▶ [Exercise prompt] Copy out every line of the material below word for word.

▶ [Exercise material]
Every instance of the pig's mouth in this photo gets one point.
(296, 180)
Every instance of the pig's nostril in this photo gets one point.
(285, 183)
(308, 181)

▶ [Expected output]
Every instance of the pig's mouth in this photo gets one point.
(296, 180)
Every instance of the pig's nostril in this photo gets one point.
(285, 183)
(308, 181)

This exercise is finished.